▶ Source extract
I also run the corresponding brute-force algorithm of the NMSLIB Library by setting the method parameter to seq_search,
# brute force of NMSLIB [ here we set 'Index_Params' and 'Time_Params' to NULL ]
#----------------------
fit_hog_seq = KernelKnnCV_nmslib(hog, y, k = 20, folds = 4, h = 1,
weights_function = 'biweight_tricube_MULT',
Levels = sort(unique(y)), Index_Params = NULL,
Time_Params = NULL, space = "cosinesimil",
space_params = NULL, method = "seq_search",
data_type = "DENSE_VECTOR", dtype = "FLOAT",
index_filepath = NULL, print_progress = FALSE,
num_threads = 6, seed_num = 1)
# cross-validation starts ..
# |=================================================================================| 100%
# time to complete : 4.506177 mins
acc_fit_hog_seq = unlist(lapply(1:length(fit_hog_seq$preds),
function(x) acc(y[fit_hog_seq$folds[[x]]],
fit_hog_seq$preds[[x]])))
acc_fit_hog_seq
## [1] 0.9785143 0.9802286 0.9783429 0.9784571
cat('mean accuracy for hog-features using cross-validation :', mean(acc_fit_hog_seq), '\n')
## mean accuracy for hog-features using cross-validation : 0.9788857
The brute-force algorithm of the NMSLIB Library is almost 6 times faster than KernelKnn giving an accuracy of approx. 97.9 %.

▶ Actions to take
**1)** From the NMSLIB brute-force excerpt, write out the passage that begins at the words "I also run the" and stops after "cross-validation starts ..".
**2)** In the NMSLIB brute-force excerpt, what value is the method parameter set to?

▶ Supplied information
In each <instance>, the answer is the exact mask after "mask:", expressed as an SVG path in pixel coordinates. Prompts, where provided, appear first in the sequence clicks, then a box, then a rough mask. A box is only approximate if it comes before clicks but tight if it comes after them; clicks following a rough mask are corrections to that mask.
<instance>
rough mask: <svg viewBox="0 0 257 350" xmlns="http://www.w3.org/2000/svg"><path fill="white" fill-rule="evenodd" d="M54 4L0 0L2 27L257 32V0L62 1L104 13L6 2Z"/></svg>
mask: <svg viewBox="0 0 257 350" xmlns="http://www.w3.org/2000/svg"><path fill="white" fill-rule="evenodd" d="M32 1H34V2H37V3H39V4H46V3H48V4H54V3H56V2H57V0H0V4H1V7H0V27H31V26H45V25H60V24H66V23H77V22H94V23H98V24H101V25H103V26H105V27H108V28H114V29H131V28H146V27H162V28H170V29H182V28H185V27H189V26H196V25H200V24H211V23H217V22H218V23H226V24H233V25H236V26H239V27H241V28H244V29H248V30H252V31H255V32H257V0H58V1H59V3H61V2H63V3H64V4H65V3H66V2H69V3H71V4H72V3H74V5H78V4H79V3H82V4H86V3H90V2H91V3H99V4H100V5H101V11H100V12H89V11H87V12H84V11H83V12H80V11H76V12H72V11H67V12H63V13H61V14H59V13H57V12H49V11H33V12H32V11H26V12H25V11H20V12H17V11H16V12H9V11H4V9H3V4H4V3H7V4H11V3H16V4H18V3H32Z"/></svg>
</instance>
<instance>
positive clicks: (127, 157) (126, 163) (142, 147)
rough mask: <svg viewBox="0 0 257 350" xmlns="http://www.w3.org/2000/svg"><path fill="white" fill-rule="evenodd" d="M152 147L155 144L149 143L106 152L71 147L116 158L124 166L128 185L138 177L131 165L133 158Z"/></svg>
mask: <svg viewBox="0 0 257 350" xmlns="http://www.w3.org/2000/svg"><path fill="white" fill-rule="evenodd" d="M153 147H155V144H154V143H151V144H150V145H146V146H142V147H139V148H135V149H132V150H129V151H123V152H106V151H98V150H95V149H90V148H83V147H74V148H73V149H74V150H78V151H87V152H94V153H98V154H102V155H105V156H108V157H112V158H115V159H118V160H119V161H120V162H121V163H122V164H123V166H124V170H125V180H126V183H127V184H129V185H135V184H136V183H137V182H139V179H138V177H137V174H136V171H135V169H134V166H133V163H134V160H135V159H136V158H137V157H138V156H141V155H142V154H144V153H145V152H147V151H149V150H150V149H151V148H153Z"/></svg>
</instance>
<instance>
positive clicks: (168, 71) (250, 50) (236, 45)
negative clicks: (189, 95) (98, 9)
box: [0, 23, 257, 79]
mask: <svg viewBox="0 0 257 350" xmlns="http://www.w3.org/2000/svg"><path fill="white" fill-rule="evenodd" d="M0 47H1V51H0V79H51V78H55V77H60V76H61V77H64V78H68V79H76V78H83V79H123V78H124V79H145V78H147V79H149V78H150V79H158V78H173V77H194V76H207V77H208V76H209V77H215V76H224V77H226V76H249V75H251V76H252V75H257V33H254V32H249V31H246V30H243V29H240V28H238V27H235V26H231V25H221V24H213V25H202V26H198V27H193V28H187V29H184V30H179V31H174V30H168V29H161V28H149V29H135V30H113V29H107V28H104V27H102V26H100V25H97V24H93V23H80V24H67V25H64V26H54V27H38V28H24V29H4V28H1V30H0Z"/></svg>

▶ Responses in order
**1)**
I also run the corresponding brute-force algorithm of the NMSLIB Library by setting the method parameter to seq_search,
# brute force of NMSLIB [ here we set 'Index_Params' and 'Time_Params' to NULL ]
#----------------------
fit_hog_seq = KernelKnnCV_nmslib(hog, y, k = 20, folds = 4, h = 1,
weights_function = 'biweight_tricube_MULT',
Levels = sort(unique(y)), Index_Params = NULL,
Time_Params = NULL, space = "cosinesimil",
space_params = NULL, method = "seq_search",
data_type = "DENSE_VECTOR", dtype = "FLOAT",
index_filepath = NULL, print_progress = FALSE,
num_threads = 6, seed_num = 1)
# cross-validation starts ..

**2)** seq_search